*Source text*.
2.2. Experimental Setup

A schematic diagram of the experimental apparatus used for this study is shown in Figure 2. This apparatus has been described in a previous study by Ruffine [45].

Briefly, it consists of a high-pressure cylindrical cell (HPC) with a functional volume of 508 mL. The apparatus was designed for hydrate-bearing sediment cores of around 170 mm long and 60 mm diameter, to withstand pressure up to 22 MPa for a temperature range of 253 K and 373 K. The temperature in the cell is controlled by circulating a coolant fluid containing water and ethanol (50/50%–vol) in a double jacket. The cell is connected upstream and downstream to a circuit equipped with HP manual valves, as well as fluid flow and pressure regulators for the injection of water and gases at desired flowrate and controlling pressure within the cell. To facilitate homogeneous distribution of fluids in the porous media, two porous stones with a diameter of 54.6 ± 0.8 mm and 5.9 ± 0.2 mm–thick are placed at the top and bottom of the cell. Nevertheless, the water distribution remained relatively heterogeneous over the sediment core. Temperature is measured by means of a 150 mm-long K-thermocouple fixed on the upper flange of the cell with a measurement uncertainty of ±0.2 °C. Both upstream and downstream pressures can be monitored using a type P-31 pressure transducer from Wika (Klingenberg, Germany) located on the lower flange of the cell and a pressure regulator located close to the thermocouple, respectively. The measurement uncertainty are of ±0.02 MPa and 0.5 MPa, for respectively the pressure transducer and the pressure regulator. Both pressure and temperature were monitored over time with a data recording-resolution of 10 s.

2.3. Experimental Method

Methane hydrates were first formed as follows: The cell was filled with dried silica sand. The total amount of sand introduced was calculated by a weight difference method before and after filling the cell, with an uncertainty of ±0.1 g. Later, the cell was evacuated using a vacuum pump, then filled with a desired amount of water at a flowrate of 2.5 g·min⁻¹, and maintained at a temperature of 293.15 K for at least 15 h to ensure no ongoing water movement due to gravity before the gas injection. The amount of water expressed in mL corresponding to the desired water saturation, S_w, was calculated as follows:

V_v = V_cell–2 × V_ps–V_s,

(1)

[Raw records]
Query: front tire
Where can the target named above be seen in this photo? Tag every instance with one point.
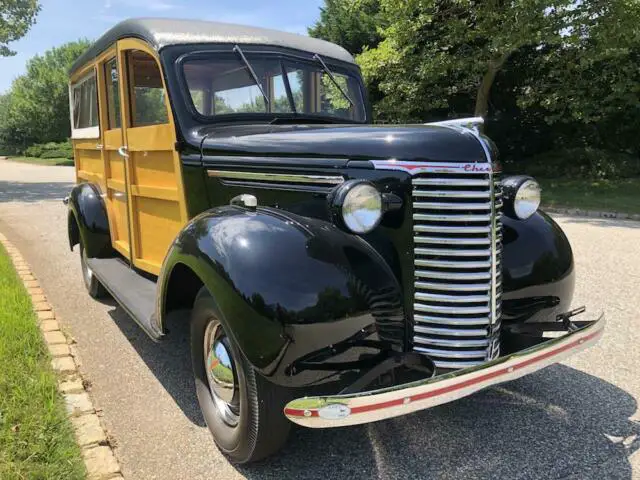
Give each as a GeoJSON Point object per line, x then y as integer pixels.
{"type": "Point", "coordinates": [242, 410]}
{"type": "Point", "coordinates": [93, 285]}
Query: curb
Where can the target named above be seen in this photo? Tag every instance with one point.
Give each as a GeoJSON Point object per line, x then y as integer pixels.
{"type": "Point", "coordinates": [94, 442]}
{"type": "Point", "coordinates": [592, 213]}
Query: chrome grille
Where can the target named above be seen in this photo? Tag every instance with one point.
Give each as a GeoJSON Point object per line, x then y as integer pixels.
{"type": "Point", "coordinates": [457, 246]}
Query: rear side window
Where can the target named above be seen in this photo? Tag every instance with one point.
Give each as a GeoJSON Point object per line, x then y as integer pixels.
{"type": "Point", "coordinates": [84, 103]}
{"type": "Point", "coordinates": [147, 92]}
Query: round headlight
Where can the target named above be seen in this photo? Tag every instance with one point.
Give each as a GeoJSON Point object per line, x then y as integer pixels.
{"type": "Point", "coordinates": [527, 199]}
{"type": "Point", "coordinates": [362, 208]}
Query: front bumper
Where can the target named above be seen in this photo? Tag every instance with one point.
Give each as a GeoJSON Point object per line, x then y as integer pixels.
{"type": "Point", "coordinates": [365, 407]}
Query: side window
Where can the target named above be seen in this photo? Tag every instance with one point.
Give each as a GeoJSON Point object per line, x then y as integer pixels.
{"type": "Point", "coordinates": [147, 93]}
{"type": "Point", "coordinates": [84, 103]}
{"type": "Point", "coordinates": [113, 93]}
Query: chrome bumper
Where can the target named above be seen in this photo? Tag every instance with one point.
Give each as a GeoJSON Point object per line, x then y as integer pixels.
{"type": "Point", "coordinates": [365, 407]}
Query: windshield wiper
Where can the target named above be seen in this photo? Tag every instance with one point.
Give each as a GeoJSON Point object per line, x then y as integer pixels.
{"type": "Point", "coordinates": [253, 74]}
{"type": "Point", "coordinates": [333, 79]}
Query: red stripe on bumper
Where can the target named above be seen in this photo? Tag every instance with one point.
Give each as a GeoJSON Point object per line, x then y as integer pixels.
{"type": "Point", "coordinates": [456, 386]}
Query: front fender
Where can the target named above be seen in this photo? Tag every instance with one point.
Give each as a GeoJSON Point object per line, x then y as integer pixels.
{"type": "Point", "coordinates": [289, 287]}
{"type": "Point", "coordinates": [87, 207]}
{"type": "Point", "coordinates": [537, 270]}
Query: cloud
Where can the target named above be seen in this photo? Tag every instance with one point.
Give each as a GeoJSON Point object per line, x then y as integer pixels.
{"type": "Point", "coordinates": [160, 6]}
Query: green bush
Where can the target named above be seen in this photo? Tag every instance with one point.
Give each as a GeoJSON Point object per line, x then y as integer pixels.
{"type": "Point", "coordinates": [586, 163]}
{"type": "Point", "coordinates": [50, 150]}
{"type": "Point", "coordinates": [34, 150]}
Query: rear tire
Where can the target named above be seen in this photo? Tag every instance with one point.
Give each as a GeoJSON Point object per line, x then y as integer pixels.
{"type": "Point", "coordinates": [246, 418]}
{"type": "Point", "coordinates": [93, 285]}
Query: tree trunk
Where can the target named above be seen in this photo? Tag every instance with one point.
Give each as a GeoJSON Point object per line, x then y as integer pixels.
{"type": "Point", "coordinates": [482, 97]}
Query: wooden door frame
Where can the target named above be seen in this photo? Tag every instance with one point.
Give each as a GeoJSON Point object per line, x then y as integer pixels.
{"type": "Point", "coordinates": [126, 95]}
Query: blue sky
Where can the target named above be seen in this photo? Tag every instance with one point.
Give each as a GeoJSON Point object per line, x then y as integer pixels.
{"type": "Point", "coordinates": [61, 21]}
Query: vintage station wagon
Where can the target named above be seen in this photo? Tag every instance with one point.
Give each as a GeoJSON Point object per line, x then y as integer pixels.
{"type": "Point", "coordinates": [337, 272]}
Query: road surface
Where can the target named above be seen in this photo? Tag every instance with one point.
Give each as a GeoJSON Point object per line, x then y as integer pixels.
{"type": "Point", "coordinates": [576, 420]}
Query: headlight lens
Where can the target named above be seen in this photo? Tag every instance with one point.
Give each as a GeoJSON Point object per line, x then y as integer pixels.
{"type": "Point", "coordinates": [362, 208]}
{"type": "Point", "coordinates": [527, 199]}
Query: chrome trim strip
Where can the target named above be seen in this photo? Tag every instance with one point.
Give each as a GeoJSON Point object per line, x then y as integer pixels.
{"type": "Point", "coordinates": [415, 168]}
{"type": "Point", "coordinates": [374, 405]}
{"type": "Point", "coordinates": [456, 321]}
{"type": "Point", "coordinates": [277, 177]}
{"type": "Point", "coordinates": [452, 241]}
{"type": "Point", "coordinates": [433, 274]}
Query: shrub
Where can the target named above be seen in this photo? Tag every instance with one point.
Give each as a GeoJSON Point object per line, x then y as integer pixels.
{"type": "Point", "coordinates": [50, 150]}
{"type": "Point", "coordinates": [34, 150]}
{"type": "Point", "coordinates": [588, 163]}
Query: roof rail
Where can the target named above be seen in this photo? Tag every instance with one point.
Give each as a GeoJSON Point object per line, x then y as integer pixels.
{"type": "Point", "coordinates": [473, 123]}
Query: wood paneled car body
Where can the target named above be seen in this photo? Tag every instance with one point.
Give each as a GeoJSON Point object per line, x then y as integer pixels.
{"type": "Point", "coordinates": [337, 272]}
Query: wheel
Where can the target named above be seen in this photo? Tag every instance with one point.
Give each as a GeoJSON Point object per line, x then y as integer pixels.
{"type": "Point", "coordinates": [94, 287]}
{"type": "Point", "coordinates": [243, 411]}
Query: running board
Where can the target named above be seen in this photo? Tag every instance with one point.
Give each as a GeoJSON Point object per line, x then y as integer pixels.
{"type": "Point", "coordinates": [135, 294]}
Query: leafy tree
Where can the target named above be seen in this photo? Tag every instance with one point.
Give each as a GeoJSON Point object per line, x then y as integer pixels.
{"type": "Point", "coordinates": [16, 17]}
{"type": "Point", "coordinates": [37, 107]}
{"type": "Point", "coordinates": [443, 56]}
{"type": "Point", "coordinates": [352, 24]}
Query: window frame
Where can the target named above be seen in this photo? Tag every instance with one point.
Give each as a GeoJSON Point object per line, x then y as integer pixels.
{"type": "Point", "coordinates": [86, 132]}
{"type": "Point", "coordinates": [335, 65]}
{"type": "Point", "coordinates": [131, 89]}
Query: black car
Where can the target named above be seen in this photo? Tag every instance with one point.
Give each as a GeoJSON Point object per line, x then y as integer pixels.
{"type": "Point", "coordinates": [337, 272]}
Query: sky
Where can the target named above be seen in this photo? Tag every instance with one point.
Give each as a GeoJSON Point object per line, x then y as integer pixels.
{"type": "Point", "coordinates": [62, 21]}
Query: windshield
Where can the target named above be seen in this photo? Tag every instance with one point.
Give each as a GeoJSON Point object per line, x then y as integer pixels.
{"type": "Point", "coordinates": [224, 84]}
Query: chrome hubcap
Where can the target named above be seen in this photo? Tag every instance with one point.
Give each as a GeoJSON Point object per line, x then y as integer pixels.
{"type": "Point", "coordinates": [221, 373]}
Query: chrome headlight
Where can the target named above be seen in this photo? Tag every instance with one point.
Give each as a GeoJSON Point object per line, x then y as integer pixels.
{"type": "Point", "coordinates": [357, 205]}
{"type": "Point", "coordinates": [521, 196]}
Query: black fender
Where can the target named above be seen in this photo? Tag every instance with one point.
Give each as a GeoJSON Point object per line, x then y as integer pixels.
{"type": "Point", "coordinates": [88, 211]}
{"type": "Point", "coordinates": [537, 270]}
{"type": "Point", "coordinates": [290, 288]}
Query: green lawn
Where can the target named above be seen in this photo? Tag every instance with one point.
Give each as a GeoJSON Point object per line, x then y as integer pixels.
{"type": "Point", "coordinates": [36, 439]}
{"type": "Point", "coordinates": [602, 195]}
{"type": "Point", "coordinates": [43, 161]}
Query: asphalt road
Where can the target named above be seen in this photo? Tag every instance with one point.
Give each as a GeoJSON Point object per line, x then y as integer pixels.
{"type": "Point", "coordinates": [576, 420]}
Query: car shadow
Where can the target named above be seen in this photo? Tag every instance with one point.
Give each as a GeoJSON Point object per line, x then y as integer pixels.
{"type": "Point", "coordinates": [599, 221]}
{"type": "Point", "coordinates": [556, 423]}
{"type": "Point", "coordinates": [33, 192]}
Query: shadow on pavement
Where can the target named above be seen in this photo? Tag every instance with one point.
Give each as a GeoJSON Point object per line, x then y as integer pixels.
{"type": "Point", "coordinates": [557, 423]}
{"type": "Point", "coordinates": [33, 192]}
{"type": "Point", "coordinates": [600, 222]}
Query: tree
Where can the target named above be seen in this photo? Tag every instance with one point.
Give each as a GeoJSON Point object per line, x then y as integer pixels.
{"type": "Point", "coordinates": [353, 24]}
{"type": "Point", "coordinates": [443, 56]}
{"type": "Point", "coordinates": [16, 17]}
{"type": "Point", "coordinates": [37, 107]}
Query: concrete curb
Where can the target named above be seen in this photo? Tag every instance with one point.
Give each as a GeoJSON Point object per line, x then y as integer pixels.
{"type": "Point", "coordinates": [97, 450]}
{"type": "Point", "coordinates": [592, 213]}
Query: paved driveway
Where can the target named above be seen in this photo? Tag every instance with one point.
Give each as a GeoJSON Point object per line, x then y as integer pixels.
{"type": "Point", "coordinates": [577, 420]}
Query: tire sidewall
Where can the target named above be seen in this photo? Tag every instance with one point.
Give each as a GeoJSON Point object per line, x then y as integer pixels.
{"type": "Point", "coordinates": [238, 441]}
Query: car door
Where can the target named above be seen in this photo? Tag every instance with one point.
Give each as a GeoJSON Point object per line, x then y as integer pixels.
{"type": "Point", "coordinates": [157, 208]}
{"type": "Point", "coordinates": [116, 196]}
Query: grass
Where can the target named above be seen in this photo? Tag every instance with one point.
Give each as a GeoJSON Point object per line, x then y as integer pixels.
{"type": "Point", "coordinates": [43, 161]}
{"type": "Point", "coordinates": [36, 438]}
{"type": "Point", "coordinates": [603, 195]}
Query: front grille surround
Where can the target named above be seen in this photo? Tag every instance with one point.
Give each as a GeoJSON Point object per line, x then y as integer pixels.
{"type": "Point", "coordinates": [457, 254]}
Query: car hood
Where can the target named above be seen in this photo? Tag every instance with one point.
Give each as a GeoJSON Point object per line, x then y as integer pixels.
{"type": "Point", "coordinates": [353, 142]}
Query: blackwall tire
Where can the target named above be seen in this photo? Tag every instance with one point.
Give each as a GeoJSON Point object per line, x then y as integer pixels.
{"type": "Point", "coordinates": [257, 427]}
{"type": "Point", "coordinates": [93, 285]}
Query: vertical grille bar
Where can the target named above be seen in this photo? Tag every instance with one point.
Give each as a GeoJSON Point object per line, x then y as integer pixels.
{"type": "Point", "coordinates": [457, 289]}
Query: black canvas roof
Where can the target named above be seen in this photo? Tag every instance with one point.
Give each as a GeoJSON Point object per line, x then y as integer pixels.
{"type": "Point", "coordinates": [161, 32]}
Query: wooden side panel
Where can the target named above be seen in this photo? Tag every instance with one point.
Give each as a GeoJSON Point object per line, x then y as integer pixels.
{"type": "Point", "coordinates": [158, 208]}
{"type": "Point", "coordinates": [88, 159]}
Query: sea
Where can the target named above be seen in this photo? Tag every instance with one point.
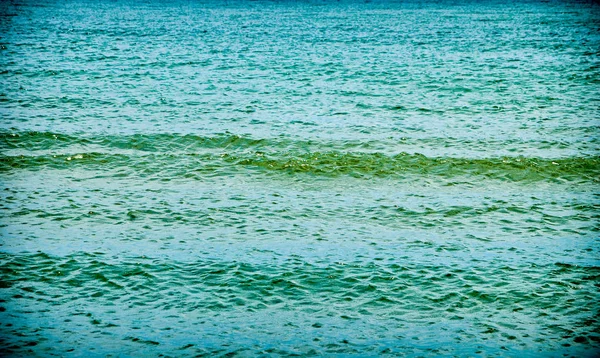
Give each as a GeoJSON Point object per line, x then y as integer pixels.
{"type": "Point", "coordinates": [283, 178]}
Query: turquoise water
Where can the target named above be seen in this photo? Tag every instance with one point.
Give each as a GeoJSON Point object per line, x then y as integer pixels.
{"type": "Point", "coordinates": [309, 178]}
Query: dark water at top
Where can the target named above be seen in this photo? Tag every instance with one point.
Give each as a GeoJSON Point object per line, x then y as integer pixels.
{"type": "Point", "coordinates": [277, 178]}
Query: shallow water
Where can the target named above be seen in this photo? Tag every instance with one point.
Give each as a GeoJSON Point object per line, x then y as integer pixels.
{"type": "Point", "coordinates": [299, 178]}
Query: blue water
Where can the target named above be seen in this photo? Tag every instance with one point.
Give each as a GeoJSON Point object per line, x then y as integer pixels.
{"type": "Point", "coordinates": [312, 178]}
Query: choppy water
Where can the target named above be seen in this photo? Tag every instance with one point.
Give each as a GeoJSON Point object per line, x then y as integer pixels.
{"type": "Point", "coordinates": [261, 178]}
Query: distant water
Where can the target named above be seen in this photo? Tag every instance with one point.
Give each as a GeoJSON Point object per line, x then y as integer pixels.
{"type": "Point", "coordinates": [309, 178]}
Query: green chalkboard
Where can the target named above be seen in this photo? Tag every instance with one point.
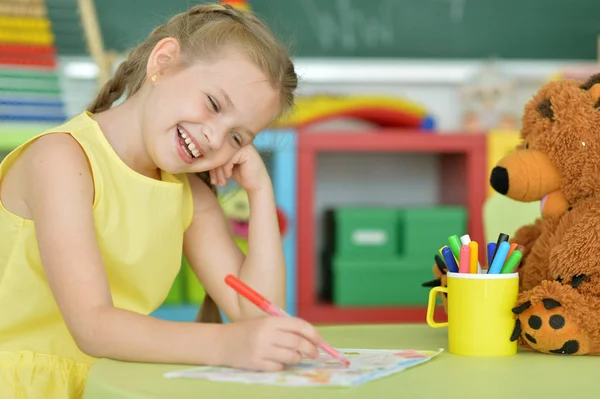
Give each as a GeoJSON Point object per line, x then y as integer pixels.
{"type": "Point", "coordinates": [532, 29]}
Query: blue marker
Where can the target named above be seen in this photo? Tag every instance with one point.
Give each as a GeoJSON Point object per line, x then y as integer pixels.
{"type": "Point", "coordinates": [450, 261]}
{"type": "Point", "coordinates": [491, 250]}
{"type": "Point", "coordinates": [499, 258]}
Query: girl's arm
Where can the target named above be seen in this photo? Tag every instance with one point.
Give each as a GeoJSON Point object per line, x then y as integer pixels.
{"type": "Point", "coordinates": [213, 253]}
{"type": "Point", "coordinates": [59, 192]}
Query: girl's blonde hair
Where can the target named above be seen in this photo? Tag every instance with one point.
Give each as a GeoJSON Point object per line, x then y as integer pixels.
{"type": "Point", "coordinates": [202, 32]}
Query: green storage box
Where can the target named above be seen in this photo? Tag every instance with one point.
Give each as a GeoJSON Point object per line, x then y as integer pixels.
{"type": "Point", "coordinates": [379, 282]}
{"type": "Point", "coordinates": [366, 232]}
{"type": "Point", "coordinates": [424, 230]}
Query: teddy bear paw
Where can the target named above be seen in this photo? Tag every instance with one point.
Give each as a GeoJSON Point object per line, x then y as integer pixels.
{"type": "Point", "coordinates": [545, 326]}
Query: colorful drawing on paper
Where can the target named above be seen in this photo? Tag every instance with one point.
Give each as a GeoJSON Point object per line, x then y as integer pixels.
{"type": "Point", "coordinates": [366, 365]}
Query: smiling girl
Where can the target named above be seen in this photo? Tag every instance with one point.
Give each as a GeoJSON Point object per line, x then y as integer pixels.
{"type": "Point", "coordinates": [95, 214]}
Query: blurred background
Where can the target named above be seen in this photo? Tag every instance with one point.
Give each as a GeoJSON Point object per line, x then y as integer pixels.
{"type": "Point", "coordinates": [403, 108]}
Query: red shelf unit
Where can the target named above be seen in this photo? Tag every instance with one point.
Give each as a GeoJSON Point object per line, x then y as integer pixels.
{"type": "Point", "coordinates": [462, 169]}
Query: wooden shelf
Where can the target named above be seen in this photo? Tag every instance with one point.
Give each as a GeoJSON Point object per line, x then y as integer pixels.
{"type": "Point", "coordinates": [462, 171]}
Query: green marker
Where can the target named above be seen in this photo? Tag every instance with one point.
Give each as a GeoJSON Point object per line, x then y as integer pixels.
{"type": "Point", "coordinates": [455, 244]}
{"type": "Point", "coordinates": [512, 261]}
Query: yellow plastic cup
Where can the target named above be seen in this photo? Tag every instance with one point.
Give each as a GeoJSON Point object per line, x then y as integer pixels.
{"type": "Point", "coordinates": [480, 319]}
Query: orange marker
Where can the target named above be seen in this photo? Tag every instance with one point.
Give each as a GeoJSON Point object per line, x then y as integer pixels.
{"type": "Point", "coordinates": [474, 261]}
{"type": "Point", "coordinates": [273, 310]}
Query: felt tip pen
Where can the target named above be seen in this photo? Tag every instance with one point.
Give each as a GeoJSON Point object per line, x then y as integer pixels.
{"type": "Point", "coordinates": [513, 260]}
{"type": "Point", "coordinates": [466, 240]}
{"type": "Point", "coordinates": [501, 238]}
{"type": "Point", "coordinates": [454, 242]}
{"type": "Point", "coordinates": [499, 258]}
{"type": "Point", "coordinates": [450, 261]}
{"type": "Point", "coordinates": [491, 248]}
{"type": "Point", "coordinates": [513, 246]}
{"type": "Point", "coordinates": [465, 259]}
{"type": "Point", "coordinates": [273, 310]}
{"type": "Point", "coordinates": [474, 266]}
{"type": "Point", "coordinates": [440, 263]}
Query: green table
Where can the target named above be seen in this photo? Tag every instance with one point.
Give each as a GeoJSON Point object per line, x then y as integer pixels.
{"type": "Point", "coordinates": [526, 375]}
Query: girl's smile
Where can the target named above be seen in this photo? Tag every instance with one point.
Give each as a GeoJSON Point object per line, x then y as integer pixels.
{"type": "Point", "coordinates": [187, 147]}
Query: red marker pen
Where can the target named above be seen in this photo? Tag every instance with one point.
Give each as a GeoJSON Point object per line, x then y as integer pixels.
{"type": "Point", "coordinates": [273, 310]}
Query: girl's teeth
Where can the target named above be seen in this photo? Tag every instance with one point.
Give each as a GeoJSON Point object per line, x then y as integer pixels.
{"type": "Point", "coordinates": [191, 146]}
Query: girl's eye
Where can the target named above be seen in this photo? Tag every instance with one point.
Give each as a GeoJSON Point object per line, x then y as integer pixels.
{"type": "Point", "coordinates": [213, 103]}
{"type": "Point", "coordinates": [236, 138]}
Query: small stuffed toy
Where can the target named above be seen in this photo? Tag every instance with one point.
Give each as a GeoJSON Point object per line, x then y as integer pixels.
{"type": "Point", "coordinates": [558, 164]}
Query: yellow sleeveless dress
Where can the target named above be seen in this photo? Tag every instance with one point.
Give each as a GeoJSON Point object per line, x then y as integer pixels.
{"type": "Point", "coordinates": [140, 224]}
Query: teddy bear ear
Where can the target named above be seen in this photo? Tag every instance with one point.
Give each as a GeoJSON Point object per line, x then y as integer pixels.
{"type": "Point", "coordinates": [593, 86]}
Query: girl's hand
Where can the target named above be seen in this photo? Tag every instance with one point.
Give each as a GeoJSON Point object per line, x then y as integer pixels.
{"type": "Point", "coordinates": [268, 343]}
{"type": "Point", "coordinates": [246, 168]}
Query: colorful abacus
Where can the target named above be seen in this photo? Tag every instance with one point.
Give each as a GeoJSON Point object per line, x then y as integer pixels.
{"type": "Point", "coordinates": [29, 82]}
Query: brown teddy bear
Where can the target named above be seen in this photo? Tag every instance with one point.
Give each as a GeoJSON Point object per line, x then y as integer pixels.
{"type": "Point", "coordinates": [558, 163]}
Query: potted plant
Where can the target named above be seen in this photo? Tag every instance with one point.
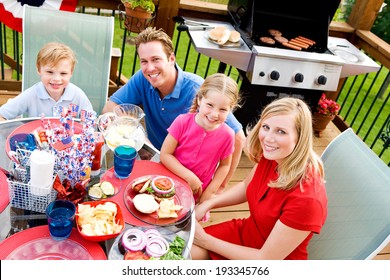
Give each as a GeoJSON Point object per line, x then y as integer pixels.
{"type": "Point", "coordinates": [325, 112]}
{"type": "Point", "coordinates": [139, 14]}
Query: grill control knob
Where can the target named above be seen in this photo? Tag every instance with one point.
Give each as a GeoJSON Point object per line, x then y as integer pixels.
{"type": "Point", "coordinates": [298, 78]}
{"type": "Point", "coordinates": [322, 80]}
{"type": "Point", "coordinates": [274, 75]}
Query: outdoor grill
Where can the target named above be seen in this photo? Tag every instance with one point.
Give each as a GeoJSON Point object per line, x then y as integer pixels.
{"type": "Point", "coordinates": [270, 71]}
{"type": "Point", "coordinates": [276, 69]}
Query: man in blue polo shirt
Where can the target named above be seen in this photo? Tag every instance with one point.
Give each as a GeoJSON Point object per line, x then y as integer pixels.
{"type": "Point", "coordinates": [165, 91]}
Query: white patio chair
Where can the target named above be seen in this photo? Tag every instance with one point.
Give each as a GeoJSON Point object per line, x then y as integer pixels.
{"type": "Point", "coordinates": [358, 188]}
{"type": "Point", "coordinates": [89, 36]}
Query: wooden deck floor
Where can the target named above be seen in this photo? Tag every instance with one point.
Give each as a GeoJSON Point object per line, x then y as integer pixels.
{"type": "Point", "coordinates": [240, 211]}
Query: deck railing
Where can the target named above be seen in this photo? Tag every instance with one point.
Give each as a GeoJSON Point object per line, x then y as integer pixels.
{"type": "Point", "coordinates": [364, 99]}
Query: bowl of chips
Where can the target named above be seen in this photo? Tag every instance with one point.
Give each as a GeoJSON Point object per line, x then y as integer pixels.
{"type": "Point", "coordinates": [99, 220]}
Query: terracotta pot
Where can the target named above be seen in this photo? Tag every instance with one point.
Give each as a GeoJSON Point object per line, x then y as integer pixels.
{"type": "Point", "coordinates": [138, 19]}
{"type": "Point", "coordinates": [320, 122]}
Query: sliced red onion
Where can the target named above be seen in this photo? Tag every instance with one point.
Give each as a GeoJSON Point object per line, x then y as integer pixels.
{"type": "Point", "coordinates": [150, 233]}
{"type": "Point", "coordinates": [157, 247]}
{"type": "Point", "coordinates": [134, 240]}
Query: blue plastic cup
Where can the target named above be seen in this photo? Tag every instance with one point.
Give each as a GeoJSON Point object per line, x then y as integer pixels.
{"type": "Point", "coordinates": [60, 218]}
{"type": "Point", "coordinates": [124, 158]}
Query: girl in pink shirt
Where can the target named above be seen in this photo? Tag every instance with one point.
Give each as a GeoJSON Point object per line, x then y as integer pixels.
{"type": "Point", "coordinates": [199, 145]}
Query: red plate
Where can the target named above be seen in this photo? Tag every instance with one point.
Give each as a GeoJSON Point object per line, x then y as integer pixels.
{"type": "Point", "coordinates": [183, 198]}
{"type": "Point", "coordinates": [4, 195]}
{"type": "Point", "coordinates": [31, 126]}
{"type": "Point", "coordinates": [36, 244]}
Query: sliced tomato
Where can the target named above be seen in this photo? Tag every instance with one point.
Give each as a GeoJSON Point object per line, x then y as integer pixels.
{"type": "Point", "coordinates": [137, 255]}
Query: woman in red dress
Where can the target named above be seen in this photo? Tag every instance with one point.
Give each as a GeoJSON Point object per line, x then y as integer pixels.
{"type": "Point", "coordinates": [285, 192]}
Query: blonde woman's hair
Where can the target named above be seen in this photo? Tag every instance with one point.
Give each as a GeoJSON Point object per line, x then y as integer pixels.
{"type": "Point", "coordinates": [53, 52]}
{"type": "Point", "coordinates": [220, 83]}
{"type": "Point", "coordinates": [303, 161]}
{"type": "Point", "coordinates": [151, 34]}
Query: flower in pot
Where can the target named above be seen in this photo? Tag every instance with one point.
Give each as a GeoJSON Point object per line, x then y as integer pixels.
{"type": "Point", "coordinates": [325, 112]}
{"type": "Point", "coordinates": [139, 14]}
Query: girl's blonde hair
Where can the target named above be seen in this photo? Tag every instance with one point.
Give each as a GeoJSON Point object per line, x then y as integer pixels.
{"type": "Point", "coordinates": [53, 52]}
{"type": "Point", "coordinates": [220, 83]}
{"type": "Point", "coordinates": [303, 161]}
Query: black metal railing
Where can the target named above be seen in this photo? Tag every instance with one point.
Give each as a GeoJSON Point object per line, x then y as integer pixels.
{"type": "Point", "coordinates": [364, 99]}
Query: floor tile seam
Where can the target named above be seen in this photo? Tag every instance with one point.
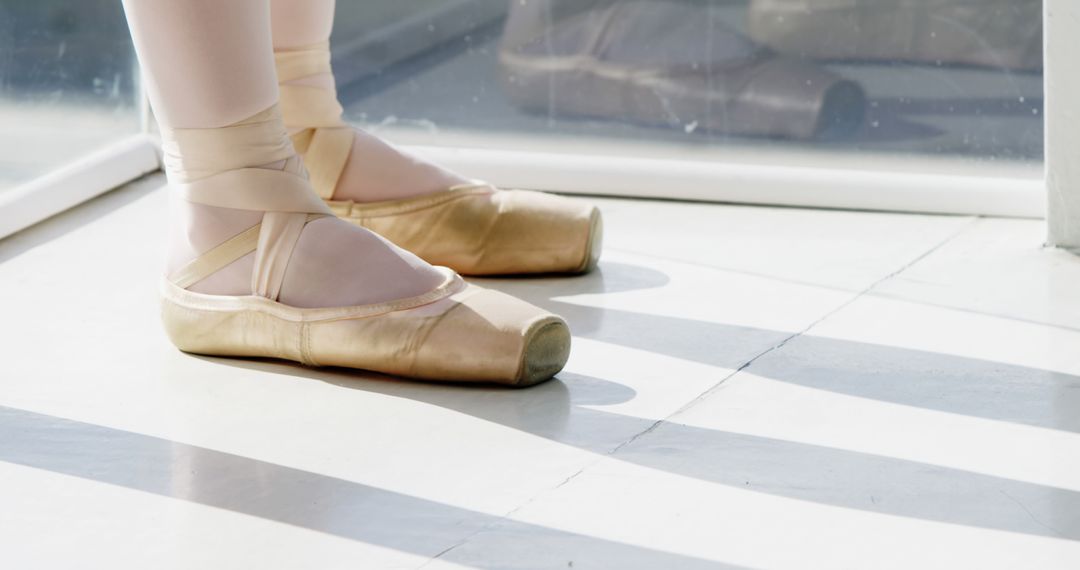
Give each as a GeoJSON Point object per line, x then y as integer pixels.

*Prompt A*.
Rewrite the experimental setup text, everything from "2.2. Experimental Setup" down to "by Ruffine [45].", with "rig" in place of "apparatus".
*Prompt B*.
Check each statement against the experimental setup text and say yes or no, quoting the words that settle it: (i) the high-pressure cell has a functional volume of 508 mL; (ii) the water ended up evenly spread through the sediment core; (iii) pressure and temperature were logged every 10 s.
The data plays no part in this work.

*Correct response A*.
2.2. Experimental Setup

A schematic diagram of the experimental rig used for this study is shown in Figure 2. This rig has been described in a previous study by Ruffine [45].

*Correct response B*.
(i) Yes: "with a functional volume of 508 mL"
(ii) No: "Nevertheless, the water distribution remained relatively heterogeneous over the sediment core."
(iii) Yes: "Both pressure and temperature were monitored over time with a data recording-resolution of 10 s."